**Given instruction:** Please quote every line below verbatim, with nothing added, dropped, or changed.

·····

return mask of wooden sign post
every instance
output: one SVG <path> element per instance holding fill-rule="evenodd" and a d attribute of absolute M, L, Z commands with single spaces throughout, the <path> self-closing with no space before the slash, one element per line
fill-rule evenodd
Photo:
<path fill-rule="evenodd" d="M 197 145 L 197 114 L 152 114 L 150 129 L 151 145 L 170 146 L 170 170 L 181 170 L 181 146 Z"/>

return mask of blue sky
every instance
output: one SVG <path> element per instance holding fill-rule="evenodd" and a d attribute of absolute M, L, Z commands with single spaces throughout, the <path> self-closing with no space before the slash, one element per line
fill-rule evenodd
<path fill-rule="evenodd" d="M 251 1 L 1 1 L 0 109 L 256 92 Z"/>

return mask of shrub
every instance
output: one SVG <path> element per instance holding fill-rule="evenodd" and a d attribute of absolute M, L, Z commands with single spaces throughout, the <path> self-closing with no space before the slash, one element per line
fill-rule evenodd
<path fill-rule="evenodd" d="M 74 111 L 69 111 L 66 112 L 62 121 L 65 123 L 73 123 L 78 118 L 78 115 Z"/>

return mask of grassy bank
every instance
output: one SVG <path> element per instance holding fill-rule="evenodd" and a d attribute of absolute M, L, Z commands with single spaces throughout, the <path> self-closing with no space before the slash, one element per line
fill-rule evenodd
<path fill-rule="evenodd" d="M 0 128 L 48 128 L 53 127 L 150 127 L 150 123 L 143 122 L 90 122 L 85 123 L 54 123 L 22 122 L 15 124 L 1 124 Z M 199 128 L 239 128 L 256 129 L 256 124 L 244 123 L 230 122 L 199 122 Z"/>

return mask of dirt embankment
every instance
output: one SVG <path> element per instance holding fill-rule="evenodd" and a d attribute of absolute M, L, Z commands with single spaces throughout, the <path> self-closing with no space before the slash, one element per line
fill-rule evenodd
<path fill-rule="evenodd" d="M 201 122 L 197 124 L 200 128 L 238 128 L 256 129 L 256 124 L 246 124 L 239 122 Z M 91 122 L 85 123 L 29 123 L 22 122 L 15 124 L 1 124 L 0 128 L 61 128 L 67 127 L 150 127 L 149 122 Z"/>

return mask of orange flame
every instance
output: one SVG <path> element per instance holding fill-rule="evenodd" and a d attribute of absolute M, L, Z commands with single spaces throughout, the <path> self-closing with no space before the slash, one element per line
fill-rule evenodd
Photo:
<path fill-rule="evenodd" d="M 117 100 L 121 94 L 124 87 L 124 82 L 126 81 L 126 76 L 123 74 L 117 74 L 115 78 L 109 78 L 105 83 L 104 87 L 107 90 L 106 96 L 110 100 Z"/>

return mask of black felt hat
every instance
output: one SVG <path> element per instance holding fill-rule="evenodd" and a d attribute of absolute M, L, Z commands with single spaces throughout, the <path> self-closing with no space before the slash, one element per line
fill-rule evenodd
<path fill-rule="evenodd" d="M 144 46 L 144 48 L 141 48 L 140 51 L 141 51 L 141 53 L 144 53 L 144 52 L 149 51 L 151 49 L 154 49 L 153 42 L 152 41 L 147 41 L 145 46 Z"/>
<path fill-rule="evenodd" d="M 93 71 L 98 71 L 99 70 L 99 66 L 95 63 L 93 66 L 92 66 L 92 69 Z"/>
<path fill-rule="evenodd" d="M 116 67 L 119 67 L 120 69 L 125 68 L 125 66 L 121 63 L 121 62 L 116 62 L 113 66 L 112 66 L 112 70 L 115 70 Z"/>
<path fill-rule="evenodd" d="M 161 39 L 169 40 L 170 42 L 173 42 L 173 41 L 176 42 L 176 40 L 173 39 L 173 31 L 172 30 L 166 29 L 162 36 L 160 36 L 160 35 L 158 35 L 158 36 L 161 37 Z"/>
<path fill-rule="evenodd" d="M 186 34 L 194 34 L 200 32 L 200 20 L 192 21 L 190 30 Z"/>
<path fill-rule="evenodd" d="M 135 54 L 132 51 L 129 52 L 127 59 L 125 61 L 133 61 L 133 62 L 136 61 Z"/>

·····

**Reply to the exercise:**
return mask of wooden sign post
every instance
output: one SVG <path> element per instance holding fill-rule="evenodd" and a d attribute of absolute M, L, Z commands with single spaces throughout, the <path> self-closing with no space before the slash, one element per line
fill-rule evenodd
Photo:
<path fill-rule="evenodd" d="M 197 145 L 197 114 L 152 114 L 150 129 L 151 145 L 170 146 L 170 170 L 181 170 L 181 146 Z"/>

return mask of blue sky
every instance
output: one SVG <path> element per instance holding fill-rule="evenodd" and a d attribute of absolute M, L, Z commands with single spaces throughout, the <path> self-closing with no space before the slash, one element per line
fill-rule evenodd
<path fill-rule="evenodd" d="M 251 1 L 1 1 L 0 109 L 256 92 Z"/>

return mask of shrub
every instance
output: one SVG <path> element per instance holding fill-rule="evenodd" and a d attribute of absolute M, L, Z commands with single spaces throughout, the <path> self-closing with no space before the slash, one element per line
fill-rule evenodd
<path fill-rule="evenodd" d="M 74 111 L 69 111 L 66 112 L 62 121 L 65 123 L 73 123 L 78 118 L 78 115 Z"/>

return mask of grassy bank
every instance
output: one SVG <path> element per instance holding fill-rule="evenodd" and a d attribute of absolute M, L, Z commands with single spaces throughout, the <path> self-closing with no space before the slash, one element per line
fill-rule evenodd
<path fill-rule="evenodd" d="M 0 128 L 48 128 L 53 127 L 150 127 L 150 123 L 143 122 L 90 122 L 85 123 L 54 123 L 22 122 L 15 124 L 1 124 Z M 199 128 L 239 128 L 256 129 L 256 124 L 244 123 L 230 122 L 199 122 Z"/>

return mask of dirt embankment
every instance
output: one SVG <path> element per instance holding fill-rule="evenodd" and a d attribute of absolute M, L, Z commands with single spaces throughout, the <path> self-closing with no space before the slash, one element per line
fill-rule evenodd
<path fill-rule="evenodd" d="M 201 122 L 197 124 L 200 128 L 238 128 L 256 129 L 256 124 L 246 124 L 239 122 Z M 91 122 L 85 123 L 29 123 L 22 122 L 15 124 L 1 124 L 0 128 L 61 128 L 67 127 L 150 127 L 149 122 Z"/>

return mask of orange flame
every instance
output: one SVG <path> element per instance holding fill-rule="evenodd" and a d attribute of absolute M, L, Z commands with single spaces throughout, the <path> self-closing with no space before the slash, one element per line
fill-rule evenodd
Photo:
<path fill-rule="evenodd" d="M 117 100 L 121 94 L 124 87 L 124 82 L 126 81 L 126 76 L 123 74 L 117 74 L 115 78 L 109 78 L 105 83 L 104 87 L 107 90 L 106 96 L 110 100 Z"/>

return mask of black felt hat
every instance
output: one SVG <path> element per instance holding fill-rule="evenodd" and a d attribute of absolute M, L, Z commands with single spaces throughout, the <path> self-closing with no space before the slash, one element per line
fill-rule evenodd
<path fill-rule="evenodd" d="M 144 46 L 144 48 L 141 48 L 140 51 L 141 51 L 141 53 L 144 53 L 144 52 L 149 51 L 151 49 L 154 49 L 153 42 L 152 41 L 147 41 L 145 46 Z"/>
<path fill-rule="evenodd" d="M 93 71 L 98 71 L 99 70 L 99 66 L 95 63 L 93 66 L 92 66 L 92 69 Z"/>
<path fill-rule="evenodd" d="M 116 67 L 119 67 L 120 69 L 125 68 L 125 66 L 121 63 L 121 62 L 116 62 L 113 66 L 112 66 L 112 70 L 115 70 Z"/>
<path fill-rule="evenodd" d="M 161 39 L 169 40 L 170 42 L 173 42 L 173 41 L 176 42 L 176 40 L 173 39 L 173 31 L 172 30 L 166 29 L 162 36 L 160 36 L 160 35 L 158 35 L 158 36 L 161 37 Z"/>
<path fill-rule="evenodd" d="M 186 34 L 194 34 L 200 32 L 200 20 L 192 21 L 190 30 Z"/>
<path fill-rule="evenodd" d="M 135 54 L 132 51 L 129 52 L 127 59 L 125 61 L 133 61 L 133 62 L 136 61 Z"/>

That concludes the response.